## 任务说明
把下面这段讲解逆向求flag的文本节选原样复制一遍，从第一行到最后一行，一字不改。

## 文本节选
再往下看，可以发现通过baseCode生成的一段加密函数

注意是通过xxtea解密完，再逻辑右移解密完后的shellcode，直接拉去010editor恢复，生成个新文件

再通过第二个是flag可以发现，这段为主逻辑

于是就有个等式

n1 = data1[] + ROR(n1)
n2 = flag[] - data2[] + ROR(n2)
因n1 == n2 所以循环每次 n += x + ROR(n)两式必相等
得证 data1[] = flag[] - data2[] % 5
即 flag[] = data1[] + data2[] % 5

再去动调把data1和data2数据拿了

GetFlag!

import hashlib

data1 = "is program can"
data2 = "LoadLibraryExA"
shellCode = "YPxoTHcmBzPSZItSMItSDItSFItyKA+3SiYz/zPArDxhfAIsIMHPDQP44vBSV4tSEItCPAPCi0B4hcAPhL4AAAADwlCLSBiLWCAD2oP5AA+EqQAAAEmLNIsD8jP/M8Cswc8NA/g6xHX0A3wkBDt8JAx12TP/M8mDwlAPtgQKwc8NA/hBg/kOdfHBzw1XM/8zyYtUJDxSD7YcDrhnZmZm9+vR+ovCwegfA8KNBIAr2FoPtgQKK8PBzw0D+EGD+Q511MHPDTs8JHQWaCVzAACLxGhubwAAVFCLXCRI/9PrFGglcwAAi8RoeWVzAFRQi1wkSP/TWFhYWFhYWFhYYcNYX1qLEukL////"
flag = ''

for i in range(14):
    flag += chr(ord(data1[i]) + ord(data2[i]) % 5)

md5Flag = shellCode + flag
m = hashlib.md5(md5Flag.encode())
print("hfctf{" + m.hexdigest() + "}")

## 数据摘录
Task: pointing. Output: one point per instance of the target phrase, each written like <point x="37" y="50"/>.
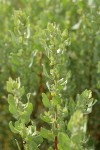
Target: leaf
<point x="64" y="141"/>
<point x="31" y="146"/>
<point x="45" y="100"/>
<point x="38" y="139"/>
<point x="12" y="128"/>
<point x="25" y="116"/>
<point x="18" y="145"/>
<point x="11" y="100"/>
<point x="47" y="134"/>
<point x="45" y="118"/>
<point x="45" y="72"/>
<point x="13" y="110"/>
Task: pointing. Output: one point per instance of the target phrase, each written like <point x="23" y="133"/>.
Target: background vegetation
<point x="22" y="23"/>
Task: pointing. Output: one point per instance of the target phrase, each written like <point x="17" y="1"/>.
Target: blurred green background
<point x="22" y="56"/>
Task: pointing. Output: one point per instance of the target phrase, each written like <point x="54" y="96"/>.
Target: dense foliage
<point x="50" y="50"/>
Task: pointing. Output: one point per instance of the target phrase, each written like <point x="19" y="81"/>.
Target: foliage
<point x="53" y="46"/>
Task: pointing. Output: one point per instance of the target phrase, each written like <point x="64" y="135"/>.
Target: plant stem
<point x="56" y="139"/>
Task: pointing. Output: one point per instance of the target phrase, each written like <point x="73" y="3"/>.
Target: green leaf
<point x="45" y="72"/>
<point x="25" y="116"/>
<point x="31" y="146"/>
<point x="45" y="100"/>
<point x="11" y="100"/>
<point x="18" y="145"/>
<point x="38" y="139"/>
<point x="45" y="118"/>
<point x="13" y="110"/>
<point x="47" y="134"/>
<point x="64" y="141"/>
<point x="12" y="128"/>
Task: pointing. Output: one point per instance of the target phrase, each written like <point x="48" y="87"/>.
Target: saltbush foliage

## 回答
再往下看，可以发现通过baseCode生成的一段加密函数

注意是通过xxtea解密完，再逻辑右移解密完后的shellcode，直接拉去010editor恢复，生成个新文件

再通过第二个是flag可以发现，这段为主逻辑

于是就有个等式

n1 = data1[] + ROR(n1)
n2 = flag[] - data2[] + ROR(n2)
因n1 == n2 所以循环每次 n += x + ROR(n)两式必相等
得证 data1[] = flag[] - data2[] % 5
即 flag[] = data1[] + data2[] % 5

再去动调把data1和data2数据拿了

GetFlag!

import hashlib

data1 = "is program can"
data2 = "LoadLibraryExA"
shellCode = "YPxoTHcmBzPSZItSMItSDItSFItyKA+3SiYz/zPArDxhfAIsIMHPDQP44vBSV4tSEItCPAPCi0B4hcAPhL4AAAADwlCLSBiLWCAD2oP5AA+EqQAAAEmLNIsD8jP/M8Cswc8NA/g6xHX0A3wkBDt8JAx12TP/M8mDwlAPtgQKwc8NA/hBg/kOdfHBzw1XM/8zyYtUJDxSD7YcDrhnZmZm9+vR+ovCwegfA8KNBIAr2FoPtgQKK8PBzw0D+EGD+Q511MHPDTs8JHQWaCVzAACLxGhubwAAVFCLXCRI/9PrFGglcwAAi8RoeWVzAFRQi1wkSP/TWFhYWFhYWFhYYcNYX1qLEukL////"
flag = ''

for i in range(14):
    flag += chr(ord(data1[i]) + ord(data2[i]) % 5)

md5Flag = shellCode + flag
m = hashlib.md5(md5Flag.encode())
print("hfctf{" + m.hexdigest() + "}")